___ Input for this task

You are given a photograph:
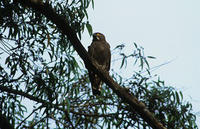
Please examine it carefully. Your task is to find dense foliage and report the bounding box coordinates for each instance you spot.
[0,0,198,128]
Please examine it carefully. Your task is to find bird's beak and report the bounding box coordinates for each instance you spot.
[93,33,101,41]
[96,36,100,40]
[96,33,101,40]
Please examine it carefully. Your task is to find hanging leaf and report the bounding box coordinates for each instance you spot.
[86,22,93,36]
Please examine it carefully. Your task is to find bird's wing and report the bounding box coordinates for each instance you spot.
[106,42,111,71]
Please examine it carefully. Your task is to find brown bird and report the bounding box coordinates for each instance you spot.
[88,32,111,95]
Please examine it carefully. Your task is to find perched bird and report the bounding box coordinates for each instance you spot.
[88,32,111,95]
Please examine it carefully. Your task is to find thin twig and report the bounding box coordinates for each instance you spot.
[16,107,41,129]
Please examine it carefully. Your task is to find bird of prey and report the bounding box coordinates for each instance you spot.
[88,32,111,95]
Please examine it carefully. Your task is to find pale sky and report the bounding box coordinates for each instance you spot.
[82,0,200,127]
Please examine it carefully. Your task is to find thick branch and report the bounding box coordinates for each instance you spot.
[13,0,166,128]
[0,113,14,129]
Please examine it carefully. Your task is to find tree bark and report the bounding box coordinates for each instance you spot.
[0,113,14,129]
[13,0,167,128]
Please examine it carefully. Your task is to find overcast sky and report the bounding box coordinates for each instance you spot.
[82,0,200,127]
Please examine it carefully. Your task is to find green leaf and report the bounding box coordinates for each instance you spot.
[114,44,125,50]
[147,56,156,59]
[83,9,88,19]
[65,98,70,113]
[133,42,138,48]
[175,91,180,104]
[140,56,143,69]
[144,58,149,68]
[179,91,183,101]
[86,22,93,36]
[120,56,126,68]
[91,0,94,9]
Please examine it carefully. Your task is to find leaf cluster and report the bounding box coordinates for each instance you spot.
[0,0,198,129]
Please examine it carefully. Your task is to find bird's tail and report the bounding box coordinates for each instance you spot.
[92,75,102,95]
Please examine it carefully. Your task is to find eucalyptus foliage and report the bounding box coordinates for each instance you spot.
[0,0,198,129]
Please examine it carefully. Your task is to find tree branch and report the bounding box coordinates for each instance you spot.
[13,0,166,128]
[0,86,123,128]
[0,113,14,129]
[0,86,48,105]
[16,107,41,129]
[70,110,118,118]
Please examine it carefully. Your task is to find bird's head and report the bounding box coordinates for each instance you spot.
[93,32,106,41]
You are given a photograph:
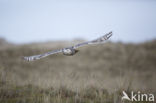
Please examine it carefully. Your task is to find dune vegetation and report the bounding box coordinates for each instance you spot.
[0,39,156,103]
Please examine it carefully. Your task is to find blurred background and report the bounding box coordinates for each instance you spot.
[0,0,156,103]
[0,0,156,43]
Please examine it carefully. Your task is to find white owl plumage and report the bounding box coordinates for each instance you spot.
[23,31,113,61]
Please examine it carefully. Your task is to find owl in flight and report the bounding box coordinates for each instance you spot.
[23,31,113,61]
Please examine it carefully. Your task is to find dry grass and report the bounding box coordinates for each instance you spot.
[0,39,156,103]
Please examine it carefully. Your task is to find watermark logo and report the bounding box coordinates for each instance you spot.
[122,91,155,102]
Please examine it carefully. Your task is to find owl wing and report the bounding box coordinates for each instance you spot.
[23,49,62,61]
[73,31,112,49]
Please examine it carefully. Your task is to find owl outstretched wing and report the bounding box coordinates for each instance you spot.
[23,31,112,61]
[23,49,62,61]
[73,31,112,49]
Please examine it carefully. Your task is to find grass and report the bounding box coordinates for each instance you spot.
[0,81,130,103]
[0,39,156,103]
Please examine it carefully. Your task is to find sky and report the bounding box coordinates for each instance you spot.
[0,0,156,44]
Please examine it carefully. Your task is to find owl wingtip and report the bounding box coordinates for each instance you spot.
[22,56,30,61]
[106,31,113,39]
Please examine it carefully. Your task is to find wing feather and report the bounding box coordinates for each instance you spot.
[73,41,90,49]
[90,31,112,44]
[23,49,62,61]
[73,31,112,49]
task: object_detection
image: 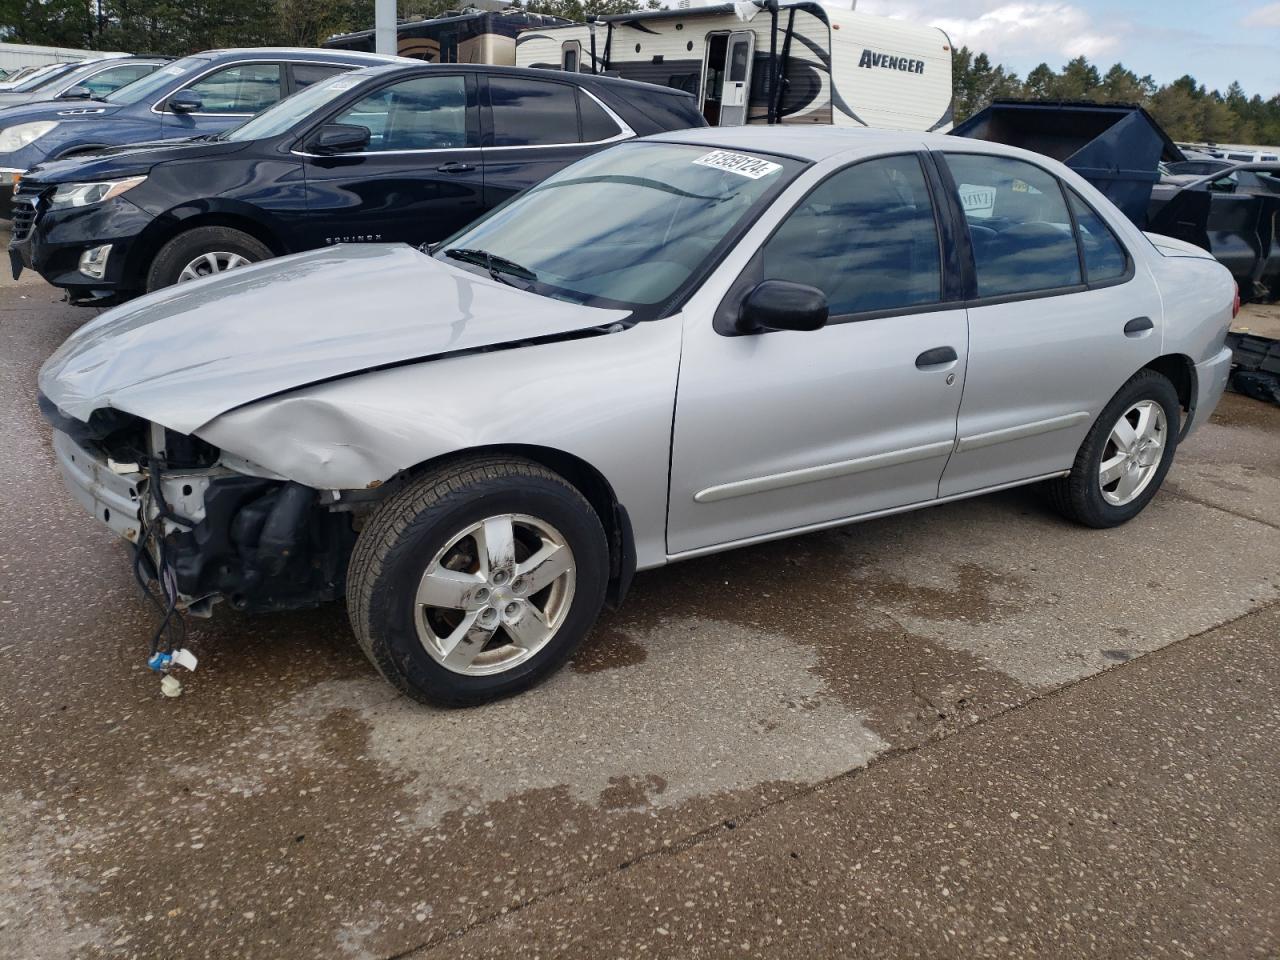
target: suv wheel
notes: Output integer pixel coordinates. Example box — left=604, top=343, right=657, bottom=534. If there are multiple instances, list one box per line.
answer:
left=146, top=226, right=272, bottom=292
left=347, top=456, right=609, bottom=707
left=1046, top=369, right=1180, bottom=528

______

Transcribe every record above exactly as written, leaving out any pictures.

You are given a photograph:
Please examine it carefully. Your task is to find dense foliage and report the bounding box coordinates for each instance you spot.
[0,0,198,128]
Please examine it carefully. Your task is to find bird's beak and report the bounding box coordinates for each instance you spot.
[93,33,101,41]
[96,36,100,40]
[96,33,101,40]
Please examine it carefully. Your task is to find hanging leaf and report the bounding box coordinates for each instance you spot.
[86,22,93,36]
Please examine it carefully. Your task is to find bird's wing and report the bounding box coordinates for each instance you spot.
[106,42,111,71]
Please examine it carefully. Your task is to find brown bird and report the bounding box coordinates for each instance you spot.
[88,32,111,95]
Please examine it carefully. Your task is to find perched bird and report the bounding box coordinates for each instance you spot.
[88,32,111,95]
Please examine it carefully. Your task is to find thin twig and report the bounding box coordinates for each instance you spot.
[16,107,41,129]
Please examine it carefully. Your task is to find bird of prey and report the bounding box coordinates for each instance you spot.
[88,32,111,95]
Please examine it carefully. Your task is to find pale sky and report the bounding box coordinates for each instance you spot.
[82,0,200,127]
Please examine it carefully. Your task is to find thick branch and report the bounding box coordinates for each instance you spot.
[13,0,166,128]
[0,113,14,129]
Please examine it carefully. Your task is to find tree bark and report the bounding box coordinates for each instance you spot.
[0,113,14,129]
[13,0,167,128]
Please examine it carefully. Your task is to find overcast sky and report the bounding box coordinates for each instance you spot.
[82,0,200,127]
Please examine it carefully. Your task is to find green leaf and report the bounding box coordinates for each instance you spot.
[114,44,125,50]
[147,56,156,59]
[83,9,88,19]
[65,98,70,113]
[133,42,138,48]
[175,91,180,104]
[140,56,143,69]
[144,58,149,68]
[179,91,183,101]
[86,22,93,36]
[120,56,126,68]
[91,0,94,9]
Please examine it carefully. Your task is to find leaf cluster and report the bounding box coordinates for each instance you spot.
[0,0,198,129]
Please examine it carefully. Your task is to find bird's tail and report the bounding box coordinates for each instance you spot.
[92,75,102,95]
Please examine it carefully. Your task is to find eucalyptus foliage and report the bounding box coordinates for each instance you spot.
[0,0,198,129]
Please examine it carefully. Your task is to find tree branch and report the bounding box coordinates for each instance you spot.
[13,0,166,128]
[0,86,123,128]
[0,113,14,129]
[0,86,48,105]
[16,107,41,129]
[70,110,118,118]
Please examine it carefully. Your task is to find bird's head and report the bounding box coordinates for each instance you spot.
[93,32,106,41]
You are given a photograph:
Please examine it carefully. Your task is to find dune vegetation and report the bounding box coordinates for each instance you spot.
[0,39,156,103]
Please examine it carefully. Your task is to find blurred background and report the bounding box coordinates for each instance you spot.
[0,0,156,103]
[0,0,156,43]
Please examine it carefully. Your task is to find white owl plumage and report the bounding box coordinates for each instance you spot.
[23,31,113,61]
Please examine it carefully. Your task is to find owl in flight and report the bounding box coordinates for each instance you spot.
[23,31,113,61]
Please examine it carefully. Your task is to find dry grass and report the bounding box coordinates for each instance you spot.
[0,39,156,103]
Please examine it carefully. Your task is to find watermark logo and report the bounding box coordinates for each instance you spot.
[122,91,155,102]
Please examine it carefully. Your task is to find owl wing and report the bounding box coordinates for each instance you spot.
[23,49,62,61]
[73,31,112,49]
Please examine it carefully. Your task is to find owl outstretched wing and report the bounding box coordinates for each instance you spot.
[23,31,112,61]
[23,49,62,61]
[73,31,112,49]
Please examine it carefully. Your task is to find grass and report the bounding box coordinates for each instance you spot.
[0,81,130,103]
[0,39,156,103]
Please examine it carefully. Your task is to find sky and report the bounding box coordinates for each instance you spot.
[0,0,156,44]
Please examine it carefully. Your task is to find owl wingtip and report the bounding box coordinates for each instance you spot.
[22,56,30,61]
[106,31,113,39]
Please examine it carefully. Your task is to find wing feather and report the bounding box coordinates for each instance you spot.
[73,41,90,49]
[90,31,112,44]
[23,49,62,61]
[73,31,112,49]
task: object_detection
image: 
target: suv wheel
notes: Output integer pixel coordinates. Example box — left=604, top=343, right=657, bottom=534. If there are multiple instances, list one box per line.
answer:
left=146, top=226, right=272, bottom=292
left=347, top=456, right=609, bottom=707
left=1046, top=369, right=1180, bottom=528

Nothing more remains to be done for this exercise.